**ASSIGNMENT:**
All lines from the one containing "Where can the ocean" to the end of the listing below are to be reproduced exactly, and no others.

**INPUT DATA:**
++++++++
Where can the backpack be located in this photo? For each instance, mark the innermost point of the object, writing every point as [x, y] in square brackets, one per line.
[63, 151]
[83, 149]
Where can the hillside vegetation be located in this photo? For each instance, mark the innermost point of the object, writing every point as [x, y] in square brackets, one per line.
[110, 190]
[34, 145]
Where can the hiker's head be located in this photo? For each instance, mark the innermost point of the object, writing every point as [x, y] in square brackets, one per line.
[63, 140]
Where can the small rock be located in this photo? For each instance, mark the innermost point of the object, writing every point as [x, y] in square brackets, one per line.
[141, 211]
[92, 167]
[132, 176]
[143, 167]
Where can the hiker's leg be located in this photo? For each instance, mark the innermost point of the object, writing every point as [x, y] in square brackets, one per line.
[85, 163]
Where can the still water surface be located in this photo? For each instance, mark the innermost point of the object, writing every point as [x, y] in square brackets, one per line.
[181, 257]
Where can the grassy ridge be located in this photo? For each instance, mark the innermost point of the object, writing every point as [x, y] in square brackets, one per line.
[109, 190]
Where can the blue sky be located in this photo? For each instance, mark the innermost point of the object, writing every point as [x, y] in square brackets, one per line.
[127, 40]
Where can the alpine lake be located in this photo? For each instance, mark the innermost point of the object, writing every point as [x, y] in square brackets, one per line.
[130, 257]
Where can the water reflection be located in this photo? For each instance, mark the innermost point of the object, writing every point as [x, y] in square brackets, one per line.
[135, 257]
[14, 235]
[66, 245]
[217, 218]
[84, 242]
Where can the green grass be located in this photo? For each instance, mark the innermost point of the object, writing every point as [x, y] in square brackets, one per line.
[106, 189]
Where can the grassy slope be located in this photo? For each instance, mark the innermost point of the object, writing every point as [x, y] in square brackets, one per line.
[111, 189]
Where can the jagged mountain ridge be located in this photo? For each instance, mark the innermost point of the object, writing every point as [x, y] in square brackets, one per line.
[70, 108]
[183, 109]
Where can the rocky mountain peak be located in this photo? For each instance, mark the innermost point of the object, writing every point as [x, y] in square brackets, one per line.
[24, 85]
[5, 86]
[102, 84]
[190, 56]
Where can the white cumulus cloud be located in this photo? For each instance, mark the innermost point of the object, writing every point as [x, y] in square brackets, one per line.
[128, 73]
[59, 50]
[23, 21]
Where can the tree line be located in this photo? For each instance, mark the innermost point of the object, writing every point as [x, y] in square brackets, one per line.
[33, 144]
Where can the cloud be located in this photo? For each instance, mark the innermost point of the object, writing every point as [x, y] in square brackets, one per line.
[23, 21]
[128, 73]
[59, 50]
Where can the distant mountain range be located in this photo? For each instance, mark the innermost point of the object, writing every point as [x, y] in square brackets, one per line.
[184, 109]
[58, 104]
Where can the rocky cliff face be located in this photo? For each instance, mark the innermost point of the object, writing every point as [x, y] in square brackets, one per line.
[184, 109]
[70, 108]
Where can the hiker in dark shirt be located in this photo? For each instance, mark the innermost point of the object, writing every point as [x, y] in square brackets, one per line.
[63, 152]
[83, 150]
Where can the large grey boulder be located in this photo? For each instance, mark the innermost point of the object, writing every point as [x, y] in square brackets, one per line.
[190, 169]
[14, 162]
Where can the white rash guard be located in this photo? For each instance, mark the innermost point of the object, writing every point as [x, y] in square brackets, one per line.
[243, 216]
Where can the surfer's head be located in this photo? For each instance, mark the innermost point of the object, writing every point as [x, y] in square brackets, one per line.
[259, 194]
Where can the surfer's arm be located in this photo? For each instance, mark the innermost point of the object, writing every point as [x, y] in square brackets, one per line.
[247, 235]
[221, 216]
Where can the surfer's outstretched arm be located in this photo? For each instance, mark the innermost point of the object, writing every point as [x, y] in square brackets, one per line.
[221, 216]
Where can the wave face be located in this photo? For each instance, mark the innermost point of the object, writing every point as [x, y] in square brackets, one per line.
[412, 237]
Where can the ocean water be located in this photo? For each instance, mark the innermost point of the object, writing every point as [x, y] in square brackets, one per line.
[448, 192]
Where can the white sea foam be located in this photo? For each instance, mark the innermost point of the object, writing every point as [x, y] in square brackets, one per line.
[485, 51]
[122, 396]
++++++++
**ANSWER BELOW:**
Where can the ocean water be located in this photo? For each instance, mark the innermost point of the object, writing every point as [x, y] in square brackets, one per line.
[448, 192]
Where can the white sea foam be located in this photo? For each instance, mark the innermost point of the object, writing every point as [x, y] in square brackets, one per line.
[485, 51]
[122, 396]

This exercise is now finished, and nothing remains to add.